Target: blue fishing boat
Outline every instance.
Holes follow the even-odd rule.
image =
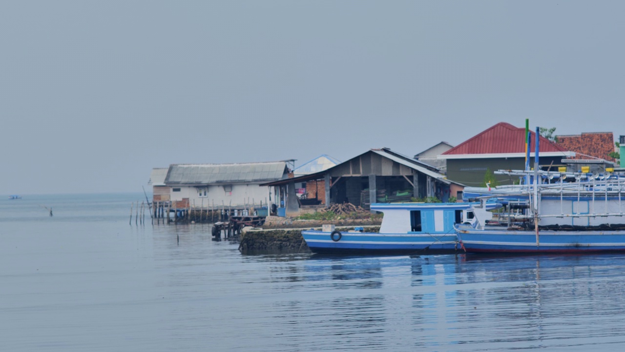
[[[371,204],[384,213],[379,232],[362,229],[307,230],[302,236],[315,253],[452,253],[458,250],[454,224],[474,221],[472,206],[478,203],[394,203]],[[494,203],[488,209],[498,206]],[[326,225],[327,226],[327,225]]]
--------------------------------
Can you give all of the material above again with "blue fishing boat" swapped for "small fishing boat" and nothing else changed, leaving the pictures out?

Response:
Target: small fishing boat
Outline every instance.
Holes follow the even-odd rule.
image =
[[[371,204],[384,213],[379,232],[362,229],[307,230],[302,236],[315,253],[452,253],[458,250],[454,224],[474,221],[472,206],[478,203],[394,203]],[[494,203],[488,209],[498,206]],[[326,225],[327,226],[327,225]]]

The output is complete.